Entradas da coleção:
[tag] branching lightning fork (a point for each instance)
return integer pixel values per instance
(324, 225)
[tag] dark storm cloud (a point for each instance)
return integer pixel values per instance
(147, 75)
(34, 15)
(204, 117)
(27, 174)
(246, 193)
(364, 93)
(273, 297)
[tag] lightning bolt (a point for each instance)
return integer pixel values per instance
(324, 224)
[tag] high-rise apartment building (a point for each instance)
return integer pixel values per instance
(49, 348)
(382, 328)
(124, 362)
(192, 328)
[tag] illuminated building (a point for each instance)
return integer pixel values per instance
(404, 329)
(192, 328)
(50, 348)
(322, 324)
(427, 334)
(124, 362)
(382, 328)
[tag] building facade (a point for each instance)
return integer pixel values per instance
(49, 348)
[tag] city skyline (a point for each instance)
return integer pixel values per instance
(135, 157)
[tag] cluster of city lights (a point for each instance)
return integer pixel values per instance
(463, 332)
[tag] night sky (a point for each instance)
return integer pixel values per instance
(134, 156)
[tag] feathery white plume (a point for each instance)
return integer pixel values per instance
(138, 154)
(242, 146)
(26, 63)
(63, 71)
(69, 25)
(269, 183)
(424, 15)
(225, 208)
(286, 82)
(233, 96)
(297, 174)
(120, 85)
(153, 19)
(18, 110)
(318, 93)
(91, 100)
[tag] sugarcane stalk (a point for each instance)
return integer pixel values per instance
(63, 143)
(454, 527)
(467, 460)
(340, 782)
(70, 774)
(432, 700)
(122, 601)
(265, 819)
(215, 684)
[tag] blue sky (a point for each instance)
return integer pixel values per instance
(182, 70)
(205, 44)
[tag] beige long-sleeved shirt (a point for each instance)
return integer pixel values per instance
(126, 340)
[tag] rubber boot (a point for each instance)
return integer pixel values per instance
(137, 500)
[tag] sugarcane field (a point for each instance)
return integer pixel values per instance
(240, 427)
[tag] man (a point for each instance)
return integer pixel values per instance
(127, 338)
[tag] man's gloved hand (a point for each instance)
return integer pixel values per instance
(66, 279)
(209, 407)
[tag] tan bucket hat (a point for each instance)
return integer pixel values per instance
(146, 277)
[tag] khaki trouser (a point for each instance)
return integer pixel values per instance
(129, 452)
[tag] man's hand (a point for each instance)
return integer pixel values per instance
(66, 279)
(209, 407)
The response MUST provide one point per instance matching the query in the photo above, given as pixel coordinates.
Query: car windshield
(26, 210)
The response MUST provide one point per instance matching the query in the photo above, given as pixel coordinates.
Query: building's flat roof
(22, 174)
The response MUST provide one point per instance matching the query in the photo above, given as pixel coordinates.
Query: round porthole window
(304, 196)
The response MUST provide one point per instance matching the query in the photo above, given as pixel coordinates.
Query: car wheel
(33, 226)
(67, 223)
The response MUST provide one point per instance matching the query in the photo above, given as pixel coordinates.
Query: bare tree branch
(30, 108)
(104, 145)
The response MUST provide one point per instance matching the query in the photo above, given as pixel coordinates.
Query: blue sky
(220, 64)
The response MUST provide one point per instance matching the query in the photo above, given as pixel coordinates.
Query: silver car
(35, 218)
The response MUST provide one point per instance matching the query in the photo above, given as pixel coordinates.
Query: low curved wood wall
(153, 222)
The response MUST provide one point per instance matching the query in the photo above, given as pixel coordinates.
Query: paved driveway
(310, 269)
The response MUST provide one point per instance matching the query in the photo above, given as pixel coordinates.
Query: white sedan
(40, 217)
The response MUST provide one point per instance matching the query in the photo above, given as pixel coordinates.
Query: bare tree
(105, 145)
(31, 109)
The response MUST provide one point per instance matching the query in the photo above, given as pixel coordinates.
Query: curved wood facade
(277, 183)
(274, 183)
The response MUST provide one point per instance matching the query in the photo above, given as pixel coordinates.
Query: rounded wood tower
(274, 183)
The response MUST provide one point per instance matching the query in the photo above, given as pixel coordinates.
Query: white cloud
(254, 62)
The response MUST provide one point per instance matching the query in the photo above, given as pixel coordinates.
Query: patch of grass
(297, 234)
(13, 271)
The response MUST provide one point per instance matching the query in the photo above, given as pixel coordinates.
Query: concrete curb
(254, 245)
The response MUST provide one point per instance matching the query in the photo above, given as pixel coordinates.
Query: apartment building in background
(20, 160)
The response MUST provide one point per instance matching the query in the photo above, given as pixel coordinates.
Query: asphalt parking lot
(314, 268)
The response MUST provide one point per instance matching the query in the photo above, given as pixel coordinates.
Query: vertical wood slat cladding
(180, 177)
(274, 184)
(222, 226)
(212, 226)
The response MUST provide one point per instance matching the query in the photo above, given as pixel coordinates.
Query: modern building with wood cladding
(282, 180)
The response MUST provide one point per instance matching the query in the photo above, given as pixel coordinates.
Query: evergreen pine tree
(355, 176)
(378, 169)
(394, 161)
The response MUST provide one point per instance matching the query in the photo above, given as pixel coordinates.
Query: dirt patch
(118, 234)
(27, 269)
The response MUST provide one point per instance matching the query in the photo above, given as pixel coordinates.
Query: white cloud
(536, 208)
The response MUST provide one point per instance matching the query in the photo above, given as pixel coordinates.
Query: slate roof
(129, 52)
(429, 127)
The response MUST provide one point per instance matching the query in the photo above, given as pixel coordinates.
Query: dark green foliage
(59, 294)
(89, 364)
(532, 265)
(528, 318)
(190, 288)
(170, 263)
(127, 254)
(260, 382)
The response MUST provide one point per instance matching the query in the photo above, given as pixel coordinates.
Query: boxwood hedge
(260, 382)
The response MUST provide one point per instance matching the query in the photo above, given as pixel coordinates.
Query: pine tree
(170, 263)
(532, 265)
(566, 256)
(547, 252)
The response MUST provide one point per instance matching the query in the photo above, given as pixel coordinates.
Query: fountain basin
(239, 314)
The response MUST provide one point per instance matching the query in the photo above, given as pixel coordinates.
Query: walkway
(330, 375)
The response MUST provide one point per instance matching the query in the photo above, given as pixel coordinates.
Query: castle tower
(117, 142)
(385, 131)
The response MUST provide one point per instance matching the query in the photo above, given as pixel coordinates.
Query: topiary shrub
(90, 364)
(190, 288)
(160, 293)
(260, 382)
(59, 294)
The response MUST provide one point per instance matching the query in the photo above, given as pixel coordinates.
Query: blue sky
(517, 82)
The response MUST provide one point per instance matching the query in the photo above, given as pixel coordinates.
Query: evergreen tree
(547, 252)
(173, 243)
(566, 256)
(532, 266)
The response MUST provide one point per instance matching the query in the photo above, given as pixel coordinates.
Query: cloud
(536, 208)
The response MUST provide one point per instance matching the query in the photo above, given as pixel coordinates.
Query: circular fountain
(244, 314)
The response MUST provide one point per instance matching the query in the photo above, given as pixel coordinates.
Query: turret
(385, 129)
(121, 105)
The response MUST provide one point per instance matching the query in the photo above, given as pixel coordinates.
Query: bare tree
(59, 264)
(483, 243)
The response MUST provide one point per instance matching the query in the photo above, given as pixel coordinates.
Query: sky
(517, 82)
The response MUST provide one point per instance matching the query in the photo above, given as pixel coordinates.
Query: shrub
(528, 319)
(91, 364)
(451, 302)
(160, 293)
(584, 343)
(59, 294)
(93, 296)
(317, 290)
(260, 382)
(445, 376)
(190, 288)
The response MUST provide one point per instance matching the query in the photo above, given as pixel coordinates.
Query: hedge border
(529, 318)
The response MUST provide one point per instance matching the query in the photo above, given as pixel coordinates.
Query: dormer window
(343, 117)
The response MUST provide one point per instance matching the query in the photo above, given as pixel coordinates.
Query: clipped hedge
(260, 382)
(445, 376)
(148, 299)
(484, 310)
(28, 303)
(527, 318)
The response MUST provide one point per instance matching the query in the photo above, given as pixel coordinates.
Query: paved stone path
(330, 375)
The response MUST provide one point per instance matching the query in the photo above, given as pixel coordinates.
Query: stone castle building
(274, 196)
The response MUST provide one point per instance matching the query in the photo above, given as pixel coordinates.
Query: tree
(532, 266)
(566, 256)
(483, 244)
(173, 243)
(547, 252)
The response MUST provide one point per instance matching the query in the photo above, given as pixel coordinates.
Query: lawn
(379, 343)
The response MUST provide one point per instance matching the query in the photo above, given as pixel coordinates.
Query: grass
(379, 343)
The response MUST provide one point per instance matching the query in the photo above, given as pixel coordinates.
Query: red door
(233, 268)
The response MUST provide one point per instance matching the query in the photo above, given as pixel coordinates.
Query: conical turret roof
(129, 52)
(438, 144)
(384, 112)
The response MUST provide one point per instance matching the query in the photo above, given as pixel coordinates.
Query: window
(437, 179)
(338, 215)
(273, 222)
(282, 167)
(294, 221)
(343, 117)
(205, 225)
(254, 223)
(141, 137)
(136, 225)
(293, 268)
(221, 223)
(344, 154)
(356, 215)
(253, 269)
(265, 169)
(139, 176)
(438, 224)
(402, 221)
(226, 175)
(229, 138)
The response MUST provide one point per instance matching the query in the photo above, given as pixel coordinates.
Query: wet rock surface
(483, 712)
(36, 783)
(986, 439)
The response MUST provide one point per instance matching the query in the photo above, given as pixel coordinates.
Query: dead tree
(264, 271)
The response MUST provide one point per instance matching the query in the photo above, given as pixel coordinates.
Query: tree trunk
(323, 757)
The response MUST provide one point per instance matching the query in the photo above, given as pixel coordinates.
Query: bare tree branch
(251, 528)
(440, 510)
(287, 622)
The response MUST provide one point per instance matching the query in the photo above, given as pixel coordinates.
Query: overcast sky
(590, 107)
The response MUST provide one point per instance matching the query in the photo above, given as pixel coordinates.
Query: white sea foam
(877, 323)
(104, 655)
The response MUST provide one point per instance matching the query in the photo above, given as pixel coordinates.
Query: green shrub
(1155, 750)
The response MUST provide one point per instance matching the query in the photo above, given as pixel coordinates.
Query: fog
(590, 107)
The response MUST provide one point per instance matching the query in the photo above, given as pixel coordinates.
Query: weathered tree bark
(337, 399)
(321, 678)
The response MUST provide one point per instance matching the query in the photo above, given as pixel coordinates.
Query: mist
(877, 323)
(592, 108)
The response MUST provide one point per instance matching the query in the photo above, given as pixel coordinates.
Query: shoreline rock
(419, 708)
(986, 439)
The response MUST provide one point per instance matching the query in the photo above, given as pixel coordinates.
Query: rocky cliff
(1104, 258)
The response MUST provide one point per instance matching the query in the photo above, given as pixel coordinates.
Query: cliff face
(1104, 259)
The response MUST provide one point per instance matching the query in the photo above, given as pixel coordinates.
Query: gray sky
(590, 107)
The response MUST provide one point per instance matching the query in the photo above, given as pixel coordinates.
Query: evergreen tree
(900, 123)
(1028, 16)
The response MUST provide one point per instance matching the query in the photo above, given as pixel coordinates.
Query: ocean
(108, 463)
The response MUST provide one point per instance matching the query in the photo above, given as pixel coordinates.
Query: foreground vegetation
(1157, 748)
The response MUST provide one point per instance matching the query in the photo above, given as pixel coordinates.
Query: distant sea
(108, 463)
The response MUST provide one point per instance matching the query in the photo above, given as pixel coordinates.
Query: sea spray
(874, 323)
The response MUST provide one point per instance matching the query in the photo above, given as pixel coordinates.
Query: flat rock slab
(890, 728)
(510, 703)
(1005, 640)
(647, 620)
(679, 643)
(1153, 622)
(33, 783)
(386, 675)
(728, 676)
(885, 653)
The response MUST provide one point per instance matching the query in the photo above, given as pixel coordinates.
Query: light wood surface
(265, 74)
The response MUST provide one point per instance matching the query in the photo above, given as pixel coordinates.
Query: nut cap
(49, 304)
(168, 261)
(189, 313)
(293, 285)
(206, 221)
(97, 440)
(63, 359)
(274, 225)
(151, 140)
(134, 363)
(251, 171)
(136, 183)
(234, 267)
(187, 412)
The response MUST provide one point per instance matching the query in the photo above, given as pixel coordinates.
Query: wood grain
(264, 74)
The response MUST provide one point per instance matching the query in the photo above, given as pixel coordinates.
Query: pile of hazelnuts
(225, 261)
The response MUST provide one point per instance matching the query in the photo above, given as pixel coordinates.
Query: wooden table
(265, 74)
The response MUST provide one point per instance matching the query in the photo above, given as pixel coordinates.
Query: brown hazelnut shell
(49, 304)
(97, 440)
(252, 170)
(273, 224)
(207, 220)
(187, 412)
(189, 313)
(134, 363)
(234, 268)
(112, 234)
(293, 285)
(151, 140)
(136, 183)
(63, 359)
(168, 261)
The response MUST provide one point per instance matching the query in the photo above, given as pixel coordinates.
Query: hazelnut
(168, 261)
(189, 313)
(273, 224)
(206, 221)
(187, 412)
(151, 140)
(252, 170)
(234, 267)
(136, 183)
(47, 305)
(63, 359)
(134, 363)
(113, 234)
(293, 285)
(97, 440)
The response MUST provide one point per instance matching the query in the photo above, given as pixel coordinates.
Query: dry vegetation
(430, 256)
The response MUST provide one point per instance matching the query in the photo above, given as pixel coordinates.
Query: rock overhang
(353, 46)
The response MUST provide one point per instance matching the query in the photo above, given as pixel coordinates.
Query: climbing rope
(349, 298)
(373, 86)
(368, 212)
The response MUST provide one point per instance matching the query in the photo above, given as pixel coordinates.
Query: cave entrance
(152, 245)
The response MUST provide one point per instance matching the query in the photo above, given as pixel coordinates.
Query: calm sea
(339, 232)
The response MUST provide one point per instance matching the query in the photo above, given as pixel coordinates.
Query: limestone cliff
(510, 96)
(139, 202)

* Problema a resolver
Selecione e copie todas as linhas dos registros em que aparece a palavra "shrub".

* Resposta da tarefa
Query: topiary shrub
Query: shrub
Query: green shrub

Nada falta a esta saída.